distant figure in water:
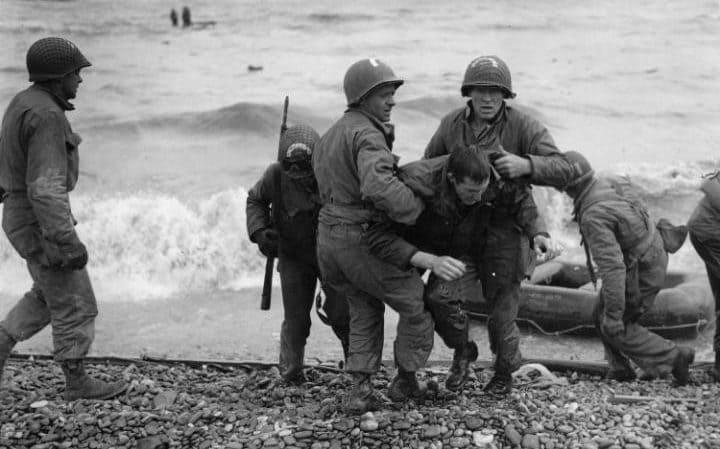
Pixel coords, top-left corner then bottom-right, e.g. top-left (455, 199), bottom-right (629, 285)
top-left (0, 37), bottom-right (127, 401)
top-left (170, 8), bottom-right (178, 27)
top-left (182, 6), bottom-right (192, 27)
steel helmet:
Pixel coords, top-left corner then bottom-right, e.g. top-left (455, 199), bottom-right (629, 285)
top-left (343, 58), bottom-right (404, 106)
top-left (461, 55), bottom-right (515, 98)
top-left (278, 124), bottom-right (321, 163)
top-left (26, 37), bottom-right (91, 82)
top-left (564, 151), bottom-right (595, 190)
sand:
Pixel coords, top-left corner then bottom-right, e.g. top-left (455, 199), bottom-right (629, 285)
top-left (1, 287), bottom-right (714, 366)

Task instructions. Please return all of the entries word for word, excluding the pictures.

Written solution.
distant figure in water:
Pixel coords, top-left corner then bottom-right, e.g. top-left (455, 199), bottom-right (629, 285)
top-left (0, 37), bottom-right (127, 401)
top-left (170, 8), bottom-right (178, 27)
top-left (182, 6), bottom-right (192, 27)
steel helmet:
Pixel coords, top-left corner then bottom-right, e.g. top-left (455, 199), bottom-right (629, 285)
top-left (343, 58), bottom-right (404, 106)
top-left (461, 55), bottom-right (515, 98)
top-left (278, 124), bottom-right (321, 163)
top-left (26, 37), bottom-right (91, 82)
top-left (564, 151), bottom-right (595, 190)
sand:
Pixel coords, top-left corner then bottom-right, e.g. top-left (455, 199), bottom-right (629, 285)
top-left (1, 287), bottom-right (714, 366)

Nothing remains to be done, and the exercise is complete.